◆ AIM:
In the entries below, reproduce only the part that opens with the line containing "of the brick" and closes with the line containing "[[487, 62]]", substituting "red leaves" for "orange leaves" and leaving everything else unchanged.

◆ DATA LISTING:

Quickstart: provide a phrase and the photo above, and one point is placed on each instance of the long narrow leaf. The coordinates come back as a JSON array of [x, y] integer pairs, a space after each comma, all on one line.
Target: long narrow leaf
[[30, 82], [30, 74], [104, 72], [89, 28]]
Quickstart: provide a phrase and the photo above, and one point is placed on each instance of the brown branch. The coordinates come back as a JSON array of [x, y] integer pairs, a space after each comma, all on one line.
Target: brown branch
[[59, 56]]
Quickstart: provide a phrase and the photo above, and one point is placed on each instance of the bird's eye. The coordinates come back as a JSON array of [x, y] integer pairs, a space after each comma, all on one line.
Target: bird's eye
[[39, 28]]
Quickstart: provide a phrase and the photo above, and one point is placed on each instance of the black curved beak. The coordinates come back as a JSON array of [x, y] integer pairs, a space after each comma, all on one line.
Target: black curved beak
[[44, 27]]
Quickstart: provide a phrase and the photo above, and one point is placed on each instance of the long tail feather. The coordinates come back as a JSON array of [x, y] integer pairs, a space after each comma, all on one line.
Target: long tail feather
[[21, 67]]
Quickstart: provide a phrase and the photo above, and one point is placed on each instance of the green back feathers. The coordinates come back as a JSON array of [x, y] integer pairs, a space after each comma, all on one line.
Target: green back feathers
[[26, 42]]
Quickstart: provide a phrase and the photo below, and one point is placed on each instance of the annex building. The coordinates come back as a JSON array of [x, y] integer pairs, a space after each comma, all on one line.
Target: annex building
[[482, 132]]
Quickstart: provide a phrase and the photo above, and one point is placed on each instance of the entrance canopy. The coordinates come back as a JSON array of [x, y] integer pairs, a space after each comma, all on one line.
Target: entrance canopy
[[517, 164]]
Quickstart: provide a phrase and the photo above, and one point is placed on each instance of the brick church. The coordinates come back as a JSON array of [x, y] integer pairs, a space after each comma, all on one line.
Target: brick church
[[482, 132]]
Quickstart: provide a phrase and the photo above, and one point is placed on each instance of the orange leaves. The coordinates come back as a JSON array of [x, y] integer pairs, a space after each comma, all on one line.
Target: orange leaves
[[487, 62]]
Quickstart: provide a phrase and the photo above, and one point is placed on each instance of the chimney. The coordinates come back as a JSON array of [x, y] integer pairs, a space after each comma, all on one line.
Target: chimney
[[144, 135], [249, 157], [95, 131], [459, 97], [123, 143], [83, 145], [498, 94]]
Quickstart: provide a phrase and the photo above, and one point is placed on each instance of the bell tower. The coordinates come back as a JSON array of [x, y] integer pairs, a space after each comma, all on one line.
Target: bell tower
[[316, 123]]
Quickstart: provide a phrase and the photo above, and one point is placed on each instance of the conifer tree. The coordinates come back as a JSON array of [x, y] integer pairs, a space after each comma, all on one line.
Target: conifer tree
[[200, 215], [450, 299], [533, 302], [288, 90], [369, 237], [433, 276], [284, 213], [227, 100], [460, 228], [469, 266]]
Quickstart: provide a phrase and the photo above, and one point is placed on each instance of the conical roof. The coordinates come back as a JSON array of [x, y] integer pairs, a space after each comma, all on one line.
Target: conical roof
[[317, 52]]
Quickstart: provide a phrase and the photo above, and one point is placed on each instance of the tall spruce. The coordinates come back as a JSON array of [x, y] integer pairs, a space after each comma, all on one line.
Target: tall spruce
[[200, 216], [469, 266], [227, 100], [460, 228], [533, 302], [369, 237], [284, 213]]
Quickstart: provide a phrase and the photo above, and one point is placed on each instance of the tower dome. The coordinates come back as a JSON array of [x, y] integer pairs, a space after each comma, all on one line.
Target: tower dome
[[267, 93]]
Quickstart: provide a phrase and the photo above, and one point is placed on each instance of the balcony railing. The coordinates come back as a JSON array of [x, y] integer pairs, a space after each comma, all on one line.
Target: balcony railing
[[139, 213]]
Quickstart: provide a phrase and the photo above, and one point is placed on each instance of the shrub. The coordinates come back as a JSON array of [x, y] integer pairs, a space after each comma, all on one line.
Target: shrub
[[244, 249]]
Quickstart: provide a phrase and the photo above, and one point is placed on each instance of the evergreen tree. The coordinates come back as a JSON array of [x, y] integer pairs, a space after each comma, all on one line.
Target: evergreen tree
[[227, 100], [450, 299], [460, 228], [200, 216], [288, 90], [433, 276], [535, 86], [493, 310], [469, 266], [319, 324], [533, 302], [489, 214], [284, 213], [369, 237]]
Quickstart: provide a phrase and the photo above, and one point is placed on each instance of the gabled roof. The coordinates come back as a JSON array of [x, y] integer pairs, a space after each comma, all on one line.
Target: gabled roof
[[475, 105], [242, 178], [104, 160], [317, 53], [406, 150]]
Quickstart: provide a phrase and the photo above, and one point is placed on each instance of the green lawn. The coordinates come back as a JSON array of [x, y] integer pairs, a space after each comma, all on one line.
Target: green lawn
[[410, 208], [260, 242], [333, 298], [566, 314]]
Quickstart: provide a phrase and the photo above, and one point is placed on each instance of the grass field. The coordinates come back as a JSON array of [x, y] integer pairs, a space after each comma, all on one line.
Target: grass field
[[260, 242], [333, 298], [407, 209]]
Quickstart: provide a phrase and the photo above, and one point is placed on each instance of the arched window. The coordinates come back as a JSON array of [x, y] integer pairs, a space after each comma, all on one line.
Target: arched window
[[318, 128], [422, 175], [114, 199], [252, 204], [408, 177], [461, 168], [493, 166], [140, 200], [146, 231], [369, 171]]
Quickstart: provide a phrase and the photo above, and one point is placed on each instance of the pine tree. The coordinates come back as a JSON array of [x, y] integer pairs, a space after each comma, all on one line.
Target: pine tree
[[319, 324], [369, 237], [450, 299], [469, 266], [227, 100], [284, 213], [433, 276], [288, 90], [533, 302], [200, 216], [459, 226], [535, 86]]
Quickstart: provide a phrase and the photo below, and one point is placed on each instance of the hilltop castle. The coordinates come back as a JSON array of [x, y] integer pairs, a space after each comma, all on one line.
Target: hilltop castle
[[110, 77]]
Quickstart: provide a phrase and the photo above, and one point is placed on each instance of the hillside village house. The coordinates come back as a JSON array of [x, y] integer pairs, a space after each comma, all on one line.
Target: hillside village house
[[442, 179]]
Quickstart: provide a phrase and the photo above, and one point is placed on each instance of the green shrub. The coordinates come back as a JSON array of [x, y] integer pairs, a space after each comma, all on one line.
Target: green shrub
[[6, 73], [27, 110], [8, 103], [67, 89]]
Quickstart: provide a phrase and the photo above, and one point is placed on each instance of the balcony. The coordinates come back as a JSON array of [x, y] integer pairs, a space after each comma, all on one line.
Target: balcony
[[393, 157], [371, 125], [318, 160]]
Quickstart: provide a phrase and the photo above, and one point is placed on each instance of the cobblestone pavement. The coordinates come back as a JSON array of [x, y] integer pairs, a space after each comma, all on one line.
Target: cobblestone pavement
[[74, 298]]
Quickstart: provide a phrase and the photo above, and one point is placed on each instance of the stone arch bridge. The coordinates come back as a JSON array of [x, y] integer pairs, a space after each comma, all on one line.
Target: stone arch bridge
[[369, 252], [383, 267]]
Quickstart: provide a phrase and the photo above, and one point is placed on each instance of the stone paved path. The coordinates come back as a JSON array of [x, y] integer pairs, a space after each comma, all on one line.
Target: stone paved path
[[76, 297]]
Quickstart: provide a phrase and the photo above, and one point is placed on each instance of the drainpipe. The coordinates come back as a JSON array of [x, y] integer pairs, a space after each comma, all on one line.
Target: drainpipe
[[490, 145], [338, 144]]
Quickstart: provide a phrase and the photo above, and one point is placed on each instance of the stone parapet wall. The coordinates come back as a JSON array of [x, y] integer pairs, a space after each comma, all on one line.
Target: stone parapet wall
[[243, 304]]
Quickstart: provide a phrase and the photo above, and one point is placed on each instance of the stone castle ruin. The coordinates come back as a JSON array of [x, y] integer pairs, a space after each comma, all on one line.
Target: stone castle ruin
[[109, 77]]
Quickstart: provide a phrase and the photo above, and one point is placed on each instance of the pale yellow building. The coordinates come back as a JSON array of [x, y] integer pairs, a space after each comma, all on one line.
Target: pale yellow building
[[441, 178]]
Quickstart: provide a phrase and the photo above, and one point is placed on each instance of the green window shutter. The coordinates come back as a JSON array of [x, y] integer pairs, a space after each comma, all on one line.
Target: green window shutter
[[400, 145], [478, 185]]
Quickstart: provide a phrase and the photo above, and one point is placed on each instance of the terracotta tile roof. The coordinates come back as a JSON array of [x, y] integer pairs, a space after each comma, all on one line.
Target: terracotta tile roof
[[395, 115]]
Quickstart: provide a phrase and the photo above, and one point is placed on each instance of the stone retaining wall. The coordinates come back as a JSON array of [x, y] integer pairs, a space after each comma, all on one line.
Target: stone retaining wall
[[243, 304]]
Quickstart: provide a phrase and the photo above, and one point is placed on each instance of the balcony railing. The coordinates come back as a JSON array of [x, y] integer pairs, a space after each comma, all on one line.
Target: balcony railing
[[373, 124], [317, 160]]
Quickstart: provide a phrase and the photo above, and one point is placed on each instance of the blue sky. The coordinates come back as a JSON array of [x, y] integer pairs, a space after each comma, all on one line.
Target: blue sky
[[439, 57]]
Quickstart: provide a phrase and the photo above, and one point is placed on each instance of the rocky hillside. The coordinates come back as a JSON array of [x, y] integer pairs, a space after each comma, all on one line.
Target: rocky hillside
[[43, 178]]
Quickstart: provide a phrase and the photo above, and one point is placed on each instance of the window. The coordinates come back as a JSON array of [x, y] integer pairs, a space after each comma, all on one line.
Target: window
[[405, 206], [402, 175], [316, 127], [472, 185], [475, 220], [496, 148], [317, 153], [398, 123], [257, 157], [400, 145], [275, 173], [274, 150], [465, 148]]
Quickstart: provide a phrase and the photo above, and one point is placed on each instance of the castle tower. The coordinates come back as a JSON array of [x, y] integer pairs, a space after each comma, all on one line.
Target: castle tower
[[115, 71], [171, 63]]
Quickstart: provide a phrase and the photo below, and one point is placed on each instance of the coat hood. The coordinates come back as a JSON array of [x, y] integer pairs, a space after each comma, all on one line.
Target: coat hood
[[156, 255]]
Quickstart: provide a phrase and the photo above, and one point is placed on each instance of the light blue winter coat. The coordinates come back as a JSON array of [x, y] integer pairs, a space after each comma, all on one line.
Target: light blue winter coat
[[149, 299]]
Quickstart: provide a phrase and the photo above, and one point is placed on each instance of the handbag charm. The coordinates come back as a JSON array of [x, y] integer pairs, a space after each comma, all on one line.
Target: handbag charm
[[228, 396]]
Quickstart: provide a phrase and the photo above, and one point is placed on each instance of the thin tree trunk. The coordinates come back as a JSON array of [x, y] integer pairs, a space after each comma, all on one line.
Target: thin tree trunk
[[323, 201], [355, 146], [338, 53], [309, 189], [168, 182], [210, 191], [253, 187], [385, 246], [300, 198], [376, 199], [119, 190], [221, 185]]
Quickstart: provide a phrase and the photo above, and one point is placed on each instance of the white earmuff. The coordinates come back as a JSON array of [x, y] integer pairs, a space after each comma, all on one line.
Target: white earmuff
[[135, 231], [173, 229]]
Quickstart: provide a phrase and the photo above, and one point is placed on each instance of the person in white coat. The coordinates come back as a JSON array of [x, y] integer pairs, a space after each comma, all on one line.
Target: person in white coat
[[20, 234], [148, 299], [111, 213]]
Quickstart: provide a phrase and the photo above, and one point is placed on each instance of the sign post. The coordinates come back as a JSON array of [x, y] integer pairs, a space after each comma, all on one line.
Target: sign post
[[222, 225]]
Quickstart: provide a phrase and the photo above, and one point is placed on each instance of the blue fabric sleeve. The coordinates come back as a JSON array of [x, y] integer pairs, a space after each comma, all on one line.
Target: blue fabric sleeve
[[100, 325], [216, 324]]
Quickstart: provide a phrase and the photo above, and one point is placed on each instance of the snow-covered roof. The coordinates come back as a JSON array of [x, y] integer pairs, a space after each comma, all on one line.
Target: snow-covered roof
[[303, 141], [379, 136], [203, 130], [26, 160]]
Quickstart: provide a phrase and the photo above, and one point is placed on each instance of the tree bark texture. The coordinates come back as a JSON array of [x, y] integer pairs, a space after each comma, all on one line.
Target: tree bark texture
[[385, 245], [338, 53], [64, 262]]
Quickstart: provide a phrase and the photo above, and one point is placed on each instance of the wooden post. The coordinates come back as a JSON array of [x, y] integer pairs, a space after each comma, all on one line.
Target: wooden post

◆ THE OUTPUT:
Quickstart: provide a phrase and the photo above, and one point is placed on each instance of the brick church. The coordinates come back as a JSON array of [x, y] integer pairs, a space after each comma, all on one line.
Target: brick church
[[482, 132]]
Quickstart: provide a phrase and the photo above, and one point is placed on each instance of the red leaves. The coordinates come back as a JSON array of [x, y] integer pairs, a space after each comma, all on one line.
Target: red leaves
[[487, 62]]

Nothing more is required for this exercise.